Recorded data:
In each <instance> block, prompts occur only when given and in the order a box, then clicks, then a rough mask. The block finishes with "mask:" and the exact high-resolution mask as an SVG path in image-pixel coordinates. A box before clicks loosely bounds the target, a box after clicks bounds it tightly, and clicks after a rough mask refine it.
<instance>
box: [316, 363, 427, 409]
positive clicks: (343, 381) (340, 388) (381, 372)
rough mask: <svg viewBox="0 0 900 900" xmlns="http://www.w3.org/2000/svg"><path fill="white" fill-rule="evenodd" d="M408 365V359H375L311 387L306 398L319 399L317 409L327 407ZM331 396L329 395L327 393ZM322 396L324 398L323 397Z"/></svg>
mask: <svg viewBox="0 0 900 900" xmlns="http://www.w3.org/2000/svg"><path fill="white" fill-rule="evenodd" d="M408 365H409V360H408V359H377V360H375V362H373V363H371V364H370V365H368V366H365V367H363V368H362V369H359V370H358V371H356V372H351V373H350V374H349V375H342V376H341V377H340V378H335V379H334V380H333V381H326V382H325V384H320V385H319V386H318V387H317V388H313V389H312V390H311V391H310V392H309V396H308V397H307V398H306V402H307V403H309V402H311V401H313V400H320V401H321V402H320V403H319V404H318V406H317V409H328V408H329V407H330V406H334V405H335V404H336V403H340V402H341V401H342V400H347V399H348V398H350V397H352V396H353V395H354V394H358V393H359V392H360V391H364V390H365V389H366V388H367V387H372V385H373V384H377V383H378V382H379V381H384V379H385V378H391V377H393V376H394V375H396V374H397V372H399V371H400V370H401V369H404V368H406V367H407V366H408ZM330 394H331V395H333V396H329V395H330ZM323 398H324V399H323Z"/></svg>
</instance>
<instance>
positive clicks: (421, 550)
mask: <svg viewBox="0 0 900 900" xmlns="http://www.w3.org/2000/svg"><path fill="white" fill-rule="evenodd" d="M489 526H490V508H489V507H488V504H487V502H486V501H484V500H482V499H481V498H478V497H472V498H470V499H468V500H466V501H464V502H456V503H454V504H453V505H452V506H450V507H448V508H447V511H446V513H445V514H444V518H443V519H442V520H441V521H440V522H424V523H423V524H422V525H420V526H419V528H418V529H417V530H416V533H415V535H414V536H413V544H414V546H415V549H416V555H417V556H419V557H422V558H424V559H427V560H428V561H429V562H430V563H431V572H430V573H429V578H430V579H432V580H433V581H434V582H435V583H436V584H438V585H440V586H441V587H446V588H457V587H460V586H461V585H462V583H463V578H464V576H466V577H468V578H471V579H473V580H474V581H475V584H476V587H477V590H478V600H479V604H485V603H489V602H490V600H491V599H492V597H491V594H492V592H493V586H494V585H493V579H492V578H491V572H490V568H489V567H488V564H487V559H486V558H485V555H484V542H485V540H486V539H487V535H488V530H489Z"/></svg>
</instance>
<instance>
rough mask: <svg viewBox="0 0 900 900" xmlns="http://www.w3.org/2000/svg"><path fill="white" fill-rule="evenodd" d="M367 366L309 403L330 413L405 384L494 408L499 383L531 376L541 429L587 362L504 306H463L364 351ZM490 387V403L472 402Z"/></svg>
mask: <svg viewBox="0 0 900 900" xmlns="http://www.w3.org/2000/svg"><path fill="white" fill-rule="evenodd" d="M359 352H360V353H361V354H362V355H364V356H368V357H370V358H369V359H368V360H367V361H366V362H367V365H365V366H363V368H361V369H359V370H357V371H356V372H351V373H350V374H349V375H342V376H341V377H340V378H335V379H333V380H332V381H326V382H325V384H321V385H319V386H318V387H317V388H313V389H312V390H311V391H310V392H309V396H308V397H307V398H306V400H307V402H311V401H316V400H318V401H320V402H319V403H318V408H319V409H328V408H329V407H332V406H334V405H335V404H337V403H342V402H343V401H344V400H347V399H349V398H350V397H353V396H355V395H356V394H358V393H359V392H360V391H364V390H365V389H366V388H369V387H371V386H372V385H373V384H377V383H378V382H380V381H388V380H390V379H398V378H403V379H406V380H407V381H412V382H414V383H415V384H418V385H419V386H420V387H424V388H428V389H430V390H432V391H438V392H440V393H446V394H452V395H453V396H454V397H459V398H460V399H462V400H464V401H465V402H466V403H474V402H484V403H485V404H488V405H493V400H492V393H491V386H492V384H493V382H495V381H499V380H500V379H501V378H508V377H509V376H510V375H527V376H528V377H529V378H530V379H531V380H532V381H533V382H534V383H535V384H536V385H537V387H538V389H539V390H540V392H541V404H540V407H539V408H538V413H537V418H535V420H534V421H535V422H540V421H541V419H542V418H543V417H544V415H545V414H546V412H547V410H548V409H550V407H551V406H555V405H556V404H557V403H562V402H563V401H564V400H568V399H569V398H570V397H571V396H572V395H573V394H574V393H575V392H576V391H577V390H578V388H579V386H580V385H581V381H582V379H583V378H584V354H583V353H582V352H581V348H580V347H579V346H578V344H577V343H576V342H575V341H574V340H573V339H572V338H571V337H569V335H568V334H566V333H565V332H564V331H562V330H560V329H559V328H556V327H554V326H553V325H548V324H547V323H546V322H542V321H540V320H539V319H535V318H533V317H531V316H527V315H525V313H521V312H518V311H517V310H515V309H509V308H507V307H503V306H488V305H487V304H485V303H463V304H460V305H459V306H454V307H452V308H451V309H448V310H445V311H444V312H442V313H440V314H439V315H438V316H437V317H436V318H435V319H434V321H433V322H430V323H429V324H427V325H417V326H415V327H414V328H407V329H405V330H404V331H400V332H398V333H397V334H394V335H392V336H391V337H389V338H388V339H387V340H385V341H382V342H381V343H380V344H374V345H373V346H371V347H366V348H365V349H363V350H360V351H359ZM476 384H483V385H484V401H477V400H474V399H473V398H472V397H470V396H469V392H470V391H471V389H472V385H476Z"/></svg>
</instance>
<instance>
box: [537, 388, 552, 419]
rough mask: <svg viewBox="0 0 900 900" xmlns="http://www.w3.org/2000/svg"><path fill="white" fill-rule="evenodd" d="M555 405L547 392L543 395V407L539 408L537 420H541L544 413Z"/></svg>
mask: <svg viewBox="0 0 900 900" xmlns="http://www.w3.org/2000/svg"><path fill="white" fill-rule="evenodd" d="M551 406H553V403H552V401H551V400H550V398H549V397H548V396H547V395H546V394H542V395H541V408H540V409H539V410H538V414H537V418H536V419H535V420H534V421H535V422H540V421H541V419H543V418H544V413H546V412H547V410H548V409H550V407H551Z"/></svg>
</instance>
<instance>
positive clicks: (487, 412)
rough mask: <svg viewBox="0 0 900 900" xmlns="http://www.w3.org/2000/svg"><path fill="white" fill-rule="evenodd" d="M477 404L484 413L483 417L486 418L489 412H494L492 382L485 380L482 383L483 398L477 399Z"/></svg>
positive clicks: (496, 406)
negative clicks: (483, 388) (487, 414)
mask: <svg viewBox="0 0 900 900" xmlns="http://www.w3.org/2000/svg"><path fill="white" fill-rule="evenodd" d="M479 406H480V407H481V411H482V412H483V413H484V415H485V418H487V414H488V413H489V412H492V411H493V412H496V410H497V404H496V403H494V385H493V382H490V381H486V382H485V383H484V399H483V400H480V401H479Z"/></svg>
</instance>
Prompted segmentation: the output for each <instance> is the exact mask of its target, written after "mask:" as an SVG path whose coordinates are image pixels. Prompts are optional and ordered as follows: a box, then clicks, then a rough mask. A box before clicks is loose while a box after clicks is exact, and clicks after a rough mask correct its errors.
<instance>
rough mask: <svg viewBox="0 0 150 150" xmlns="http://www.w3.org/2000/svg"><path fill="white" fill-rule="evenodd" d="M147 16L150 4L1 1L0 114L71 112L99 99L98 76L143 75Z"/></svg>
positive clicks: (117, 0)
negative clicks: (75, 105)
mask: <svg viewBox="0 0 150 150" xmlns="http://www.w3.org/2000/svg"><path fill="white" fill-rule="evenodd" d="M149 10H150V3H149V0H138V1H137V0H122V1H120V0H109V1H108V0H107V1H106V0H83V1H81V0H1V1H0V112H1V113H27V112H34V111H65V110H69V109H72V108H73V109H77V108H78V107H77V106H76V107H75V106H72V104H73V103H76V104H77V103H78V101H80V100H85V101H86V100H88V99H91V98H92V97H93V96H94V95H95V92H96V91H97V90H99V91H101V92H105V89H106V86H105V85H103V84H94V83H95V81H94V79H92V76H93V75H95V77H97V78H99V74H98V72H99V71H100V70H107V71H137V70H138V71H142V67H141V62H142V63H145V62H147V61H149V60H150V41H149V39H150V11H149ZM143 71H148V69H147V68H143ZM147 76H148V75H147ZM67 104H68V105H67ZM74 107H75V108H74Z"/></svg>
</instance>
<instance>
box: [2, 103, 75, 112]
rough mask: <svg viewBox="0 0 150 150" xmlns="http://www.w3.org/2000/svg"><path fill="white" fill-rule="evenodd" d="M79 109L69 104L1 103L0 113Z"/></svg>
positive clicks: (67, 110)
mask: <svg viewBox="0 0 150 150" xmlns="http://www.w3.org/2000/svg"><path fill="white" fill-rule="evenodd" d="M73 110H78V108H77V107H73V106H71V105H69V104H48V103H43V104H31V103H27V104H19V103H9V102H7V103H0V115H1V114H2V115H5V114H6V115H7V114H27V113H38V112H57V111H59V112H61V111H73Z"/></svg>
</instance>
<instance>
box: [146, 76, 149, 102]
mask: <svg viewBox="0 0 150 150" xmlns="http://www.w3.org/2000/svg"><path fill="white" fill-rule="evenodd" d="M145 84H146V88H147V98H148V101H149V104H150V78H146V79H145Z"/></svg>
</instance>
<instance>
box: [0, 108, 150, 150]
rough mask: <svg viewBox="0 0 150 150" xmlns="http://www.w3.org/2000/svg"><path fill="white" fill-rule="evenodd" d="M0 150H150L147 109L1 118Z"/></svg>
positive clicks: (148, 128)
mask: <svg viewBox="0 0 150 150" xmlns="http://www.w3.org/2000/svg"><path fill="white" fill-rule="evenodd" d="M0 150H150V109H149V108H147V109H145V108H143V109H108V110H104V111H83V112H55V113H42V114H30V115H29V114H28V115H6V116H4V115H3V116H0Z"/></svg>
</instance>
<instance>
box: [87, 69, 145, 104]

PROBLEM:
Count the lines in the material above that contain the string "positive". Reply with the number alone.

THE COMPLETED TASK:
7